▶ TEXTO PROPORCIONADO
····················

Ilustración de portada: Kalaka

Por donde vamos ya se suicidó Pietro Crespi. Ya Santa Sofía de la Piedad parió a Remedios, la bella, y a los gemelos que intercambiarían sus vidas intermitentemente por el resto de sus muertes. Ya han sucedido 32 guerras civiles entre liberales y conservadores. Ya el coronel, en sus faenas bélicas ha engendrado 17 hijos con madres distintas, condenados todos a ser asesinados en menos de 24 horas, antes de que el mayor cumpliera 35 años. Ya sobrino y tía sucumbieron a las luchas de la atracción sexual, pero se impuso el terror a la posibilidad legendaria de fecundar iguanas. Y por supuesto, hace varias páginas quedó atrás el capítulo en que Macondo estuvo en riesgo de desaparecer azotada por la peste del insomnio.

····················

▶ DATOS EXTRAÍDOS
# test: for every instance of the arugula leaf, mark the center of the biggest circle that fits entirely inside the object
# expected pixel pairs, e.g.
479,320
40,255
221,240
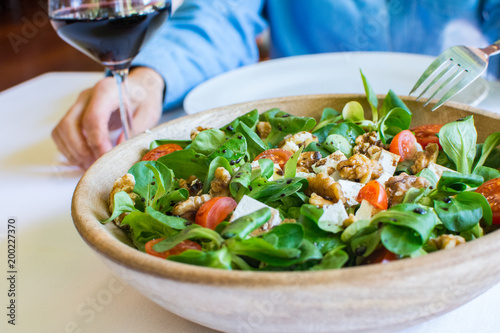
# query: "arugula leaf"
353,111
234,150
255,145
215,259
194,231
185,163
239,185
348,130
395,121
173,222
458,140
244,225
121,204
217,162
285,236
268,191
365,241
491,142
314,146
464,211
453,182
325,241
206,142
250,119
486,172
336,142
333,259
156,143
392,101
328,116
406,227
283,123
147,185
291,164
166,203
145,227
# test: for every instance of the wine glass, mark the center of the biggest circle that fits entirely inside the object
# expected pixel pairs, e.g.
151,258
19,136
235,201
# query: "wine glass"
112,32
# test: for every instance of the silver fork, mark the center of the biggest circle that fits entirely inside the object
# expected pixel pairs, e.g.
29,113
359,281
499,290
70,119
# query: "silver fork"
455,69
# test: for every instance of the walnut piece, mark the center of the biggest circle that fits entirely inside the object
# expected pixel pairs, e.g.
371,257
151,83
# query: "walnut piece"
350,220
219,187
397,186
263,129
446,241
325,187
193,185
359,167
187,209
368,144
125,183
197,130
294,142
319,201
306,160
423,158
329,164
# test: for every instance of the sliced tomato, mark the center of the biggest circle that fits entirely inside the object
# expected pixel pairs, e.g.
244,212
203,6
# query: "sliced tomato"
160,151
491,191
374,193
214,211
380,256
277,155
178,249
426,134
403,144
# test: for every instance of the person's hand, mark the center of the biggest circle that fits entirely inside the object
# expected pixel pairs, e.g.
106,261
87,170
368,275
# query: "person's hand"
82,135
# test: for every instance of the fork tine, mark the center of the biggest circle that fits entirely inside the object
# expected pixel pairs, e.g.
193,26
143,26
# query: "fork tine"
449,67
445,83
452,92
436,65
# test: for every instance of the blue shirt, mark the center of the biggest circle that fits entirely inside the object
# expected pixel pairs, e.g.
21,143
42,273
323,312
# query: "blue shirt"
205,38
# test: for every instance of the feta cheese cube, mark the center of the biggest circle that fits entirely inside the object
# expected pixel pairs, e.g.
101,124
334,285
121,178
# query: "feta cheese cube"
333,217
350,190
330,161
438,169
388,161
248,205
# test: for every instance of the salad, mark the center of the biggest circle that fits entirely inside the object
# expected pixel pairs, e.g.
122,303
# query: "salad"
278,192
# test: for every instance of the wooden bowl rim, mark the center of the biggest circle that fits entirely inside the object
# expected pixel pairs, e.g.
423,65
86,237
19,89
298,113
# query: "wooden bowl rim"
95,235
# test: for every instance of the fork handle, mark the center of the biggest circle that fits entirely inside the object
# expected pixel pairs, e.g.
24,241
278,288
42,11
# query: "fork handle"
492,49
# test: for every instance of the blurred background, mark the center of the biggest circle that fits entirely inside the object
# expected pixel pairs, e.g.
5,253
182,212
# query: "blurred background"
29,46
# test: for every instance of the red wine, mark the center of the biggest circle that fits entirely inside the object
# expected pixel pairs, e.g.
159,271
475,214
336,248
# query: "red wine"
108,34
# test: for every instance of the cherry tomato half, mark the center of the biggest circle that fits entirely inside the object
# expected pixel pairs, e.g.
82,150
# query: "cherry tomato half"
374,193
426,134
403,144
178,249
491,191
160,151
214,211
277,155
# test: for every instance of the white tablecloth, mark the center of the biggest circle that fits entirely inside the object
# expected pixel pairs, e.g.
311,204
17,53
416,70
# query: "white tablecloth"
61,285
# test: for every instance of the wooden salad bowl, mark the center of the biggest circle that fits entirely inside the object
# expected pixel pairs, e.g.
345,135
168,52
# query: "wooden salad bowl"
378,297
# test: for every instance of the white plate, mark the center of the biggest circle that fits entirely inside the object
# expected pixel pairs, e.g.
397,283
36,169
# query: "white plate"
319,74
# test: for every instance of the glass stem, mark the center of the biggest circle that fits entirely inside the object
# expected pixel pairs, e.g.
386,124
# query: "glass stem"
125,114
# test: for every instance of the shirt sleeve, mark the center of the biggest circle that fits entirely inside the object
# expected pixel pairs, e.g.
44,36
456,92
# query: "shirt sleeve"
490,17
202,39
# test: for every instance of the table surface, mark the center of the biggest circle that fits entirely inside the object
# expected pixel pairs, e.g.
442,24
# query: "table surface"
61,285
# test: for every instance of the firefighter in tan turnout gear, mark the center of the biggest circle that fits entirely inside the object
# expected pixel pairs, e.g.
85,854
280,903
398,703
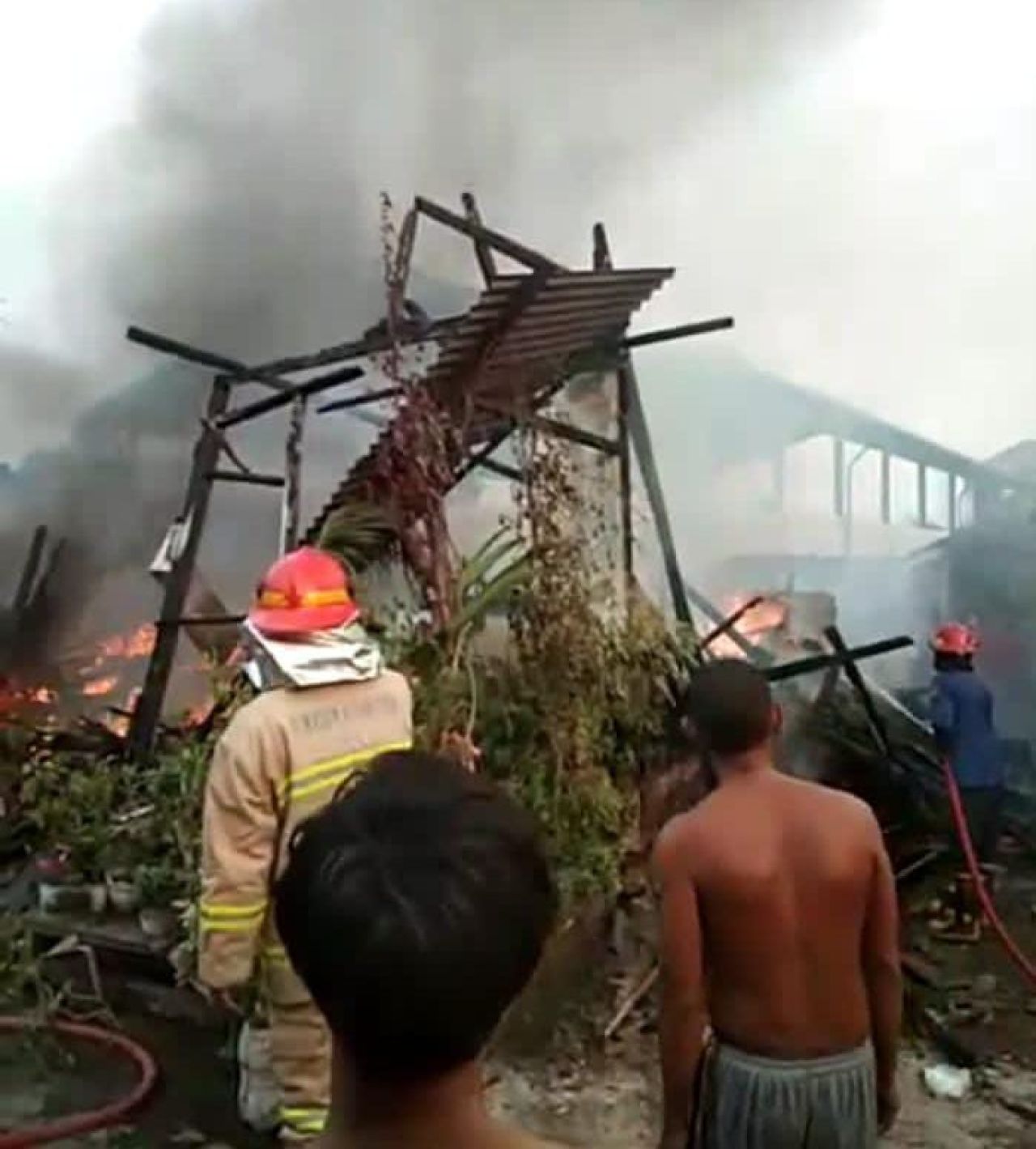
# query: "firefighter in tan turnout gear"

····················

▶ TAREAS PARA REALIZAR
1. Reproduce sin cambios el fragmento del texto sobre Macondo que comienza con las palabras "Ilustración de portada: Kalaka" y concluye con "peste del insomnio.".
2. Prosigue el texto sobre Macondo a partir de su última oración.
Los datos provienen de una fuente distinta del texto.

▶ RESPUESTAS POR NÚMERO
1.
Ilustración de portada: Kalaka

Por donde vamos ya se suicidó Pietro Crespi. Ya Santa Sofía de la Piedad parió a Remedios, la bella, y a los gemelos que intercambiarían sus vidas intermitentemente por el resto de sus muertes. Ya han sucedido 32 guerras civiles entre liberales y conservadores. Ya el coronel, en sus faenas bélicas ha engendrado 17 hijos con madres distintas, condenados todos a ser asesinados en menos de 24 horas, antes de que el mayor cumpliera 35 años. Ya sobrino y tía sucumbieron a las luchas de la atracción sexual, pero se impuso el terror a la posibilidad legendaria de fecundar iguanas. Y por supuesto, hace varias páginas quedó atrás el capítulo en que Macondo estuvo en riesgo de desaparecer azotada por la peste del insomnio.

2.
Sí. Por quinta vez estoy leyendo Cien años de soledad. Recuerdo todas las anteriores. De cada una podría echar el cuento. Cada vez fue una Yanuva distinta la que leyó una obra renovada. Es como si Gabriel García Márquez escribiera la historia de los Buendía al ritmo de mis lecturas, sin importar cuántas veces yo decida leerla. Ahora la gracia está en que por primera vez la leo en voz alta, para la mujer que hoy soy -que aún soy cuando escribo estas líneas- y para la persona con quien comparto mis días y todas sus circunstancias. Sigue siendo una lectura íntima, pero no solitaria.

L., a pesar de ser un afanoso lector, no se había sentido nunca convocado por el ditirambo de críticas y discursos grandilocuentes que ha acompañado a la novela desde que fue publicada. Lo entiendo. Sucede con muchas obras, tanto se habla, tanto se escribe de ellas, que el cántaro de la curiosidad se rompe. Pero me encargué de recomponer ese cántaro, con paciencia y salivita logré que una tarde abombada de nubes fuese propicia para dejarnos ir por los tiempos en que “el coronel Aureliano Buendía, frente al pelotón de fusilamiento había de recordar aquella tarde remota en que su padre lo llevó a conocer el hielo”. Casi tres años pasaron desde que me lo propuse hasta que por fin pude entonar esas líneas en la acogedora incomodidad que nos ofrece el único mueble de nuestra casa. Después el Gabo se ha encargado de lo demás. Vamos por la mitad y como siempre esta vez tampoco quiero que termine.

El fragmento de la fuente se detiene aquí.